Render the lines from the start through the line containing "Target: blurred green background", inclusive, as a Markdown table with the columns Row and Line. Skip any blank lines.

(Lines of data)
════════

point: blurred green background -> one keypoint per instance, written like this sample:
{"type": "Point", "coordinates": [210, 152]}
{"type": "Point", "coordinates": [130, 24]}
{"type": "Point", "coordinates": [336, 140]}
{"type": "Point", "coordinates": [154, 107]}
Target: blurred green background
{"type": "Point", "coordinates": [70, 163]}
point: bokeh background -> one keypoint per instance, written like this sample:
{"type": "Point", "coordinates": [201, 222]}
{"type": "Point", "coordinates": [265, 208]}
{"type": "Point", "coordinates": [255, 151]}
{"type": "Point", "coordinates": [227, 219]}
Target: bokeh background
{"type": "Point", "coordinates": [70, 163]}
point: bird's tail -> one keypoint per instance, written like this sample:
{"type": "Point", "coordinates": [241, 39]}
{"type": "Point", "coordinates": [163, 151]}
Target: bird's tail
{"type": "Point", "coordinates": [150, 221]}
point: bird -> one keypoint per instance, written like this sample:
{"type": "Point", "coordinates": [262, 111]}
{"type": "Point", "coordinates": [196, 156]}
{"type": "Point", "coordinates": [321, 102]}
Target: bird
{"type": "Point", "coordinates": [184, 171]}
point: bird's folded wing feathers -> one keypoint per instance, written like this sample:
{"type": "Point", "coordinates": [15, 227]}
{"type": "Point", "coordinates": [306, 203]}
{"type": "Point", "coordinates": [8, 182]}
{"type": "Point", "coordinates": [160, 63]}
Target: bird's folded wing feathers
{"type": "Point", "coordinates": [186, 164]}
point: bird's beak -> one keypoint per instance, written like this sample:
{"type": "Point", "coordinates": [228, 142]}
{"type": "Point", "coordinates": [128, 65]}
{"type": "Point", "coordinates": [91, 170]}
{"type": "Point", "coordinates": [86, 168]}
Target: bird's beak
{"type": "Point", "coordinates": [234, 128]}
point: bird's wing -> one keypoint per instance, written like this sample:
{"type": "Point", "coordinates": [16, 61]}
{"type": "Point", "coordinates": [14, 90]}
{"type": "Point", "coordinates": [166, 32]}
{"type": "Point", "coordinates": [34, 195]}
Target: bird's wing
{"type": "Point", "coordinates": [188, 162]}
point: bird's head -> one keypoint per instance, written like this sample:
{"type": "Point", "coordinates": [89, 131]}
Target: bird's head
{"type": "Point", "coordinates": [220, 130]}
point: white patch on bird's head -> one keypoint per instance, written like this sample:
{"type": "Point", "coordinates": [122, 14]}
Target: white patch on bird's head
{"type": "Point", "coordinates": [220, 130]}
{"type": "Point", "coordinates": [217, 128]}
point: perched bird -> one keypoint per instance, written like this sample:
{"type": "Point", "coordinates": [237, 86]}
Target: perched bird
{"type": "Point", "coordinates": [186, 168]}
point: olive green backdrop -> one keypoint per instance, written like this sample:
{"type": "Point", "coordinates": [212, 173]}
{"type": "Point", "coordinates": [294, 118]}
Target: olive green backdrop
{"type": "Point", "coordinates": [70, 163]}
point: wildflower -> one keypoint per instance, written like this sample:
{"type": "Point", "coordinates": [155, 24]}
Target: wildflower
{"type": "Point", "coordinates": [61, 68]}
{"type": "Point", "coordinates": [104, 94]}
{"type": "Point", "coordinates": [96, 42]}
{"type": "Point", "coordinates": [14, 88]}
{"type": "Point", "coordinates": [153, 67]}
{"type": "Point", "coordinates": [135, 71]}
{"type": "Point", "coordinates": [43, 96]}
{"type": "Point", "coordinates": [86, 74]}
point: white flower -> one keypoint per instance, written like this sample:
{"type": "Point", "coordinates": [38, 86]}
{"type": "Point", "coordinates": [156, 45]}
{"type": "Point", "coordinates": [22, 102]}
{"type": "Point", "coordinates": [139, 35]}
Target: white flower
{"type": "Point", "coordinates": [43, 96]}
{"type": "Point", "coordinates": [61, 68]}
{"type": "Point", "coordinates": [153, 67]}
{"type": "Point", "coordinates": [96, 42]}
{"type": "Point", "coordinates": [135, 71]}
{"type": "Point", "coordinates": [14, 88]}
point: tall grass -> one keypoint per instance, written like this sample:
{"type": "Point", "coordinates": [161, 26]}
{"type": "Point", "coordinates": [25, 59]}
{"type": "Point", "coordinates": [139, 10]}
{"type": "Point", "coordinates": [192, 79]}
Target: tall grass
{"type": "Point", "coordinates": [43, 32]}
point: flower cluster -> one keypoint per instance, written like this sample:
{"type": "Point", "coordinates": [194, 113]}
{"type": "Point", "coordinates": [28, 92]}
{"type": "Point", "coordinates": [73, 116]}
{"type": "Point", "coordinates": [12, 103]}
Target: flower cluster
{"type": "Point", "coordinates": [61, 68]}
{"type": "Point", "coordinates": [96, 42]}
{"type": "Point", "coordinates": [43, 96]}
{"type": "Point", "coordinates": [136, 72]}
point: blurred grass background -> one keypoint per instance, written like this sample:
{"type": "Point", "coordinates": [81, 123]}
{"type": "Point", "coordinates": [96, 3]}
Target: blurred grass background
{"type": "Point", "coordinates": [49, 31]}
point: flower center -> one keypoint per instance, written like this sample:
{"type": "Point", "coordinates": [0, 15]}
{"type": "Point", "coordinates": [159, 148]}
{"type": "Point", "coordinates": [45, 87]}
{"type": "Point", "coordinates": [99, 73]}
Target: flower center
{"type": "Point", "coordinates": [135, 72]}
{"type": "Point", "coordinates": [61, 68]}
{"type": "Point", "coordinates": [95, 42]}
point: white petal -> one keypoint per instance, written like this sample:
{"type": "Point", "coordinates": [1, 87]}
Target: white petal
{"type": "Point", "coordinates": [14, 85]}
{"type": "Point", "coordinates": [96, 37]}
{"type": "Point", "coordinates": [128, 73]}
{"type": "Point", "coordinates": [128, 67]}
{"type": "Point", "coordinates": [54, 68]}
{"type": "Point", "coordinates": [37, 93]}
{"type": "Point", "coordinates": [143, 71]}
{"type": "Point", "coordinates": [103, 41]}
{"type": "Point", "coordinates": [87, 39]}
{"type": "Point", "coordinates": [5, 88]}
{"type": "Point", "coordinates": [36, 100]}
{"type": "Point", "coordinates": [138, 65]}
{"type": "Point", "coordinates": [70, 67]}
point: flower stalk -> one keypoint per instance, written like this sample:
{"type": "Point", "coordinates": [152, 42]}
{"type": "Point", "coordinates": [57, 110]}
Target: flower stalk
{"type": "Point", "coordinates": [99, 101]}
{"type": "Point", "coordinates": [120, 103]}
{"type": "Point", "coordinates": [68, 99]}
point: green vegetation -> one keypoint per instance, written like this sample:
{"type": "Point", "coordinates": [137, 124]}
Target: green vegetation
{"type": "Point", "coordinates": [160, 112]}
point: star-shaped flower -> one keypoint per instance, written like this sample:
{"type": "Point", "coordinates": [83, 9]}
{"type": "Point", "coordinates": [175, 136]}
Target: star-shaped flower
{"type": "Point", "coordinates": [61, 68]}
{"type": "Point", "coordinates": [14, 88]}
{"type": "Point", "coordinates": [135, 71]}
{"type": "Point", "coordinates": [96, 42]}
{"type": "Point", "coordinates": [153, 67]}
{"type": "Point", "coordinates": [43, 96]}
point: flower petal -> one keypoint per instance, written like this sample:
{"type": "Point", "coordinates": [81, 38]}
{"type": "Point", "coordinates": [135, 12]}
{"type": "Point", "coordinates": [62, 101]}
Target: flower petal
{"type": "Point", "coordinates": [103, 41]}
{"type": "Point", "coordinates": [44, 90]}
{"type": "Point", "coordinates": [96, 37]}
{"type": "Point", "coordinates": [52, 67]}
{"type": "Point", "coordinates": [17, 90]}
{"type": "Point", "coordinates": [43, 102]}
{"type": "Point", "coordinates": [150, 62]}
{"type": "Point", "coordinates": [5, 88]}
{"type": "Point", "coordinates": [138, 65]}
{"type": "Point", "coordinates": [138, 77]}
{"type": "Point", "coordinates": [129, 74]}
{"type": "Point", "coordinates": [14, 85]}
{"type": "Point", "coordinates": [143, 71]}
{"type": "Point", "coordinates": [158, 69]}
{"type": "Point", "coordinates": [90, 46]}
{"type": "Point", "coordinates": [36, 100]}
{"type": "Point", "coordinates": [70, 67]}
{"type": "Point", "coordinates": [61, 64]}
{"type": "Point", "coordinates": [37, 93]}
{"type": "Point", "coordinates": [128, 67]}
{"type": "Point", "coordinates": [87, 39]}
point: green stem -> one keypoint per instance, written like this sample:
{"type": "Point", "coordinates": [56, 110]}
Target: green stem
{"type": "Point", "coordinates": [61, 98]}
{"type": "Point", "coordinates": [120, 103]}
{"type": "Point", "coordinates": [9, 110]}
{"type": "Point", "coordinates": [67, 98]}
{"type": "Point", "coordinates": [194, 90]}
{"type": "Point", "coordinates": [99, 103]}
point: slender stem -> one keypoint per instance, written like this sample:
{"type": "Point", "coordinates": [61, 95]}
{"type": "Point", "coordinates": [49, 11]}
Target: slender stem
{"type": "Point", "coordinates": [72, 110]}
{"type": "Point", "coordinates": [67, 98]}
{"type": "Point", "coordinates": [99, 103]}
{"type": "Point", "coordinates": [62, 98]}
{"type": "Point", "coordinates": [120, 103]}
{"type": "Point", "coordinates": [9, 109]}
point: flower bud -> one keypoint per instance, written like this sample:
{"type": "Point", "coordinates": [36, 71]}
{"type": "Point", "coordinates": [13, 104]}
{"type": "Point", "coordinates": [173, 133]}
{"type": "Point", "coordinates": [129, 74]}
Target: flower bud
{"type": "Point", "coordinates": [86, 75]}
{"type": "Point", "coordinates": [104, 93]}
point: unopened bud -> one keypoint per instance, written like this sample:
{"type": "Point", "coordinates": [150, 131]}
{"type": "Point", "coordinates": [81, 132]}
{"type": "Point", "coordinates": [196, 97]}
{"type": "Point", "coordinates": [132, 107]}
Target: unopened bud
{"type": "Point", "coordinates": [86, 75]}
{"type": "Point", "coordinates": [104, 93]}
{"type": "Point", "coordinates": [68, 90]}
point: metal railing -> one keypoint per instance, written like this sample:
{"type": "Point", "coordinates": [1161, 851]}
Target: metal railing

════════

TASK OUTPUT:
| Row | Line |
|---|---|
| 1 | point: blurred green background -> one keypoint per instance, written like this sample: |
| 2 | {"type": "Point", "coordinates": [210, 152]} |
| 3 | {"type": "Point", "coordinates": [130, 24]} |
| 4 | {"type": "Point", "coordinates": [336, 140]} |
| 5 | {"type": "Point", "coordinates": [154, 107]} |
| 6 | Target: blurred green background |